DOCUMENT SECTION Block Start

Are there ever grounds for involuntary forcefeeding a mentally competent individual and does forcefeeding constitute torture? Dr Hernan Reyes from the International Committee of the Red Cross makes this quite clear in the most comprehensive article on the medical and ethical aspects of hunger strikes. Dr Reyes concludes “Doctors should never be party to actual coercive feeding, with prisoners being tied down and intravenous drips or oesophageal tubes being forced into them. Such actions can be considered a form of torture, and under no circumstances should doctors participate in them, on the pretext of “saving the hunger striker’s life”. Heeding the informed consent of a hunger striker, confirmed within the trust of the doctor-patient relationship, and respecting the intrinsic dignity of the fasting prisoner he is treating is certainly part of the doctor’s duty in looking after the patient’s welfare.”

The most famous example of a doctor respecting a hunger striker’s wish is the so-called Kalk refusal. Dr John Kalk was a physician in South Africa involved in the treatment of anti-apartheid activists in the early 1980s who protested their indefinite detention without trial by going on hunger strike. The South African government became anxious at the political embarrassment of these prisoners dying so transferred them to Johannesburg Hospital. Dr Kalk refused to forcefeed the prisoners as he felt this constituted torture, and refused to return the prisoners to custody as he felt that indefinite detention without trial was torture in terms of the effects on the prisoners’ mental health. Dr Kalk was interviewed about this aspect in relation to Guantanamo by the BBC after he was a co-signatory on the recent Lancet letter.

DOCUMENT SECTION Block End
SUPPLIED ENTRIES Block Start

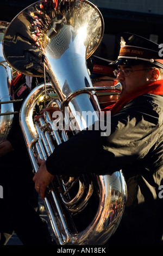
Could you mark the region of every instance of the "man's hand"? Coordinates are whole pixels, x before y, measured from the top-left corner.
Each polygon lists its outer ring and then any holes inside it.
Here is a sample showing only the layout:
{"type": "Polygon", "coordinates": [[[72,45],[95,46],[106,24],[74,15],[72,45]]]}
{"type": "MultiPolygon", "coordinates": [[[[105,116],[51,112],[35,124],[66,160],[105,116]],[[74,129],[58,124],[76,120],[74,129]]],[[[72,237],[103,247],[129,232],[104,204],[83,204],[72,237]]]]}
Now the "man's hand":
{"type": "Polygon", "coordinates": [[[47,171],[46,167],[46,161],[38,159],[38,162],[40,166],[33,180],[35,183],[35,190],[40,194],[42,199],[43,200],[45,199],[46,188],[53,181],[54,175],[47,171]]]}
{"type": "Polygon", "coordinates": [[[10,142],[7,139],[4,139],[0,142],[0,157],[5,155],[12,149],[10,142]]]}

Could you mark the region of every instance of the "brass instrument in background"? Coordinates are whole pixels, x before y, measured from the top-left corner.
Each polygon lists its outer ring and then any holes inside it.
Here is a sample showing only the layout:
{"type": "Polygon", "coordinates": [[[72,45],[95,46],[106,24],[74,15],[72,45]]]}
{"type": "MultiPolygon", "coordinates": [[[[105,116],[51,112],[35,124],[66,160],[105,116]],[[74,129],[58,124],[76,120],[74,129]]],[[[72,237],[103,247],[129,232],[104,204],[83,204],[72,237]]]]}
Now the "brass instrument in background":
{"type": "Polygon", "coordinates": [[[10,130],[14,114],[11,80],[12,69],[3,53],[2,41],[9,23],[0,21],[0,141],[5,139],[10,130]]]}
{"type": "MultiPolygon", "coordinates": [[[[31,92],[20,115],[36,172],[38,156],[46,160],[58,145],[87,127],[83,111],[95,112],[94,121],[99,120],[100,107],[86,59],[101,43],[103,32],[101,13],[85,0],[39,1],[17,15],[7,30],[3,49],[9,64],[21,73],[45,75],[50,81],[31,92]],[[57,99],[53,99],[55,93],[57,99]],[[36,106],[57,106],[69,125],[64,112],[68,107],[75,119],[76,129],[73,125],[70,131],[54,128],[47,112],[35,121],[36,106]],[[77,112],[80,114],[80,120],[77,112]]],[[[73,156],[71,157],[73,161],[73,156]]],[[[97,175],[93,170],[91,174],[77,177],[56,175],[47,188],[45,204],[57,243],[105,244],[118,225],[126,199],[126,183],[121,170],[111,175],[97,175]]]]}

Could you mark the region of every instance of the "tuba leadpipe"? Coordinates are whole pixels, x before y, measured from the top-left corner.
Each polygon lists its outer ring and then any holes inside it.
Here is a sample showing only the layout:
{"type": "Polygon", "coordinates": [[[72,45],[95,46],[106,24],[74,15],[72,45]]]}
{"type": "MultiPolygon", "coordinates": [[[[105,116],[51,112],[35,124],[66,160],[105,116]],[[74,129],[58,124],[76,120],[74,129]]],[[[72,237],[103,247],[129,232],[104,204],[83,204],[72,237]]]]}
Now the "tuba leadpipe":
{"type": "MultiPolygon", "coordinates": [[[[10,65],[29,76],[43,76],[45,71],[50,81],[33,89],[24,101],[20,114],[20,124],[35,172],[39,168],[38,156],[47,159],[56,147],[70,137],[68,129],[55,129],[58,124],[48,112],[35,121],[36,105],[43,106],[43,102],[47,102],[47,106],[57,106],[62,113],[65,113],[64,106],[67,107],[77,127],[74,131],[71,129],[71,136],[87,127],[83,111],[95,112],[95,120],[99,120],[98,99],[94,89],[88,90],[93,86],[85,59],[98,46],[103,32],[101,13],[85,0],[39,1],[20,13],[8,28],[3,49],[10,65]],[[84,93],[85,88],[87,92],[84,93]],[[51,99],[54,93],[57,99],[51,99]],[[77,112],[81,114],[79,121],[77,112]]],[[[66,115],[64,121],[70,125],[66,115]]],[[[70,127],[72,126],[71,124],[70,127]]],[[[47,190],[45,204],[58,244],[104,245],[116,230],[126,199],[121,170],[112,175],[56,175],[47,190]],[[116,206],[115,211],[112,205],[116,206]],[[93,211],[90,220],[85,219],[85,211],[88,213],[95,206],[97,211],[93,211]],[[83,227],[79,227],[79,222],[83,227]]]]}

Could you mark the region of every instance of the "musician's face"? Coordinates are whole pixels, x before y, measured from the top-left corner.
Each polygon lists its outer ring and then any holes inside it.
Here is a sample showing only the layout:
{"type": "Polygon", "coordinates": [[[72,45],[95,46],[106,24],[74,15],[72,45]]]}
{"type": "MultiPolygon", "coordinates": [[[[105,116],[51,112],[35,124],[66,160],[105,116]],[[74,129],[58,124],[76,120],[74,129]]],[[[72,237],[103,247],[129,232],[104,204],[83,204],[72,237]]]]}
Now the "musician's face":
{"type": "Polygon", "coordinates": [[[118,65],[117,69],[120,72],[117,75],[117,79],[123,87],[120,97],[150,81],[151,70],[147,69],[143,65],[118,65]]]}

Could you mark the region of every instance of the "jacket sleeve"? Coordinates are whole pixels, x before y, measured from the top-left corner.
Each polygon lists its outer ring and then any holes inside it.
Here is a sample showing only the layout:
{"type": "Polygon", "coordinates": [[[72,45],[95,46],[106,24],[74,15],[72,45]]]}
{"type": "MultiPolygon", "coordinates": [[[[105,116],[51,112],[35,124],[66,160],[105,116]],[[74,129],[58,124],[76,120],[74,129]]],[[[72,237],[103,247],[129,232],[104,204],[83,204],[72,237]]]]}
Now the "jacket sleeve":
{"type": "Polygon", "coordinates": [[[46,161],[48,171],[104,175],[144,157],[158,136],[159,111],[148,96],[138,98],[111,117],[110,135],[84,130],[58,146],[46,161]]]}

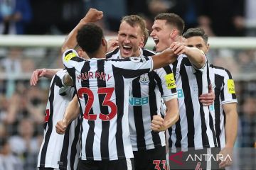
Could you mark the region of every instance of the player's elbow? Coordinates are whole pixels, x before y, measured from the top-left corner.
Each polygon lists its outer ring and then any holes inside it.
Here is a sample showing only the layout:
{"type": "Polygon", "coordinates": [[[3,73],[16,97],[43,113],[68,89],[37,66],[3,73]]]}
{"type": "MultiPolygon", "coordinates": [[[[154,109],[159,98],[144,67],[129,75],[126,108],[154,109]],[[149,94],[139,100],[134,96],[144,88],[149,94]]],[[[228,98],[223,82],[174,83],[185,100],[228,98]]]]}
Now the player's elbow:
{"type": "Polygon", "coordinates": [[[179,111],[178,109],[176,109],[174,111],[174,124],[175,124],[179,119],[179,111]]]}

SUPPLIED ENTRIES Block End

WHAT YOU SHOULD DO. According to the text on forcefeeding hunger strikers, why did Dr John Kalk refuse to forcefeed the prisoners?

FINAL ANSWER. He felt that forcefeeding constituted torture.